Given request
Print the line containing "the blurred background?" and each line after it through the end, please, with nothing added.
>> Start
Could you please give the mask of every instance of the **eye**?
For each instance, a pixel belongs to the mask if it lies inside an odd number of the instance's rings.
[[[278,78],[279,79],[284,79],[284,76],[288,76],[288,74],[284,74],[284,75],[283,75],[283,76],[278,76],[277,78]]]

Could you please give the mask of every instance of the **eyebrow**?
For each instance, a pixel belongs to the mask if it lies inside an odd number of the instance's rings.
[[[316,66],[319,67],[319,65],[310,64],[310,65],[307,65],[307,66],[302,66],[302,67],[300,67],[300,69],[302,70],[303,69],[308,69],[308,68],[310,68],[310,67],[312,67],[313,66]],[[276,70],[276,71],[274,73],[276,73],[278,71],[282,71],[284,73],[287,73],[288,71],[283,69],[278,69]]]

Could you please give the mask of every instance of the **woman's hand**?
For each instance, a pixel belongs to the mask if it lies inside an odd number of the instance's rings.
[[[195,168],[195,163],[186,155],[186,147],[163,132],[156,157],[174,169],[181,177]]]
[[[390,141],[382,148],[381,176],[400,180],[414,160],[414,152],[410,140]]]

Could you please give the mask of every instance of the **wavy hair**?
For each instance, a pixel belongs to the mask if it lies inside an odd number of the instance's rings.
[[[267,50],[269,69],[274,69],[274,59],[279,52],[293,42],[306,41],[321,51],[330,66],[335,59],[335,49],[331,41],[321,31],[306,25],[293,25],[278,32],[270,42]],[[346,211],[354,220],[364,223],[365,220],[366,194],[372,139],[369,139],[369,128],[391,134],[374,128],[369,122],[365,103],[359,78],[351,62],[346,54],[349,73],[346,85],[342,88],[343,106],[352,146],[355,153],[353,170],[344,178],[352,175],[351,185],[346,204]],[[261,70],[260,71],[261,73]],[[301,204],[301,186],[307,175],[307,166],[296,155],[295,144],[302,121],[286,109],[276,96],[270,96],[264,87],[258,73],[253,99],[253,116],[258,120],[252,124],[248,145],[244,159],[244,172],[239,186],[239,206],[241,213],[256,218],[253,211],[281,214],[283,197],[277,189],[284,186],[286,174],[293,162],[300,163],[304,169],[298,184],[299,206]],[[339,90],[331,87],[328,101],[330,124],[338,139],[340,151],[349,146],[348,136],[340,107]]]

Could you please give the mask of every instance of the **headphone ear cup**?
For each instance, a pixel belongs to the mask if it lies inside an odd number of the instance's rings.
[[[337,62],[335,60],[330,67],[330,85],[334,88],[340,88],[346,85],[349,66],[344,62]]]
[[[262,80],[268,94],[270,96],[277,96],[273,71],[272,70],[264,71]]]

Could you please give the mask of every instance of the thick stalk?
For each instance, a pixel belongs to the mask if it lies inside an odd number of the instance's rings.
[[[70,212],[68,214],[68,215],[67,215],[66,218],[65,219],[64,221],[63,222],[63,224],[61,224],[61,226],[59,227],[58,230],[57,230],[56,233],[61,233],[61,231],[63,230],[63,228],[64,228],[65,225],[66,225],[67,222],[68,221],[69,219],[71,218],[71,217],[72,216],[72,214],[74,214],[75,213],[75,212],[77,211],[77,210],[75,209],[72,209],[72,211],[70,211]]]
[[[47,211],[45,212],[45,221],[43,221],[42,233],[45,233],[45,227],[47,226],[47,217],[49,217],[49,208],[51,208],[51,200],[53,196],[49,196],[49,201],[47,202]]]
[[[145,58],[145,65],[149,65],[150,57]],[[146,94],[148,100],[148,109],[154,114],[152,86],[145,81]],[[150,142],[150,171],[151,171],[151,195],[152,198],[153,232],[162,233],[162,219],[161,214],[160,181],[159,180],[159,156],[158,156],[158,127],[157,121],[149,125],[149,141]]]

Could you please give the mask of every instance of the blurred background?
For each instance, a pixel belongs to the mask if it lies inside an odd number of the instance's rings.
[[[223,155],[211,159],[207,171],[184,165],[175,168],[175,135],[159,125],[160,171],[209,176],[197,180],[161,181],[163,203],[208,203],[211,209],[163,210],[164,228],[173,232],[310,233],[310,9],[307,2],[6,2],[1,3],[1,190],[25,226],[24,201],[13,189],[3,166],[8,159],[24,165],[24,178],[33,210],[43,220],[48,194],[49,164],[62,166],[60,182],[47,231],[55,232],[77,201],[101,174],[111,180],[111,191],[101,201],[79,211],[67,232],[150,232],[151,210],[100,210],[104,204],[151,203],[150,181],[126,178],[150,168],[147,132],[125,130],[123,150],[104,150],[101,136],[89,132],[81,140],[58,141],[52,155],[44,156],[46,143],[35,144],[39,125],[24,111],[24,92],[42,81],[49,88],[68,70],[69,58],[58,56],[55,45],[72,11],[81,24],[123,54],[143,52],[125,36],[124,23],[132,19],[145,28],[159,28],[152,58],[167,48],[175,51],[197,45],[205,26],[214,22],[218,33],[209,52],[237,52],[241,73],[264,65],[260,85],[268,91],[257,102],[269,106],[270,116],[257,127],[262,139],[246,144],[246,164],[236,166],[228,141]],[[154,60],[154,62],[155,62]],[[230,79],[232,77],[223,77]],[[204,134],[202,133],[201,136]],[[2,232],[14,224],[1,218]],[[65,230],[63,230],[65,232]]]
>> End
Exercise answer
Could you please give the mask of every instance of the blurred background?
For each instance, a pixel belongs to the mask if it lies inside an odd number of the instance's rings.
[[[223,155],[211,159],[207,171],[184,165],[175,168],[175,135],[159,125],[160,171],[209,176],[197,180],[161,181],[163,203],[208,203],[211,209],[163,210],[164,228],[173,232],[310,233],[310,9],[307,2],[6,2],[1,3],[1,190],[25,226],[24,201],[13,189],[3,166],[8,159],[24,165],[24,178],[33,210],[43,220],[48,194],[49,164],[62,166],[60,182],[47,231],[55,232],[77,201],[101,174],[111,180],[111,191],[101,201],[79,211],[67,232],[150,232],[151,210],[100,210],[104,204],[151,203],[150,181],[126,178],[150,168],[147,132],[125,130],[123,150],[104,150],[101,136],[89,132],[81,140],[58,141],[52,155],[44,156],[46,143],[35,144],[39,125],[24,111],[24,92],[42,81],[49,88],[68,70],[69,58],[58,56],[55,45],[72,11],[81,24],[123,54],[143,52],[125,36],[124,23],[132,19],[145,28],[159,28],[152,58],[167,48],[175,51],[197,45],[205,26],[214,22],[218,33],[209,52],[237,52],[241,73],[264,65],[260,85],[268,91],[257,102],[269,106],[270,116],[257,127],[262,139],[246,144],[246,164],[236,166],[228,141]],[[154,60],[154,62],[155,62]],[[230,79],[232,77],[223,77]],[[204,134],[202,133],[201,136]],[[2,232],[14,224],[1,218]],[[65,230],[63,230],[65,232]]]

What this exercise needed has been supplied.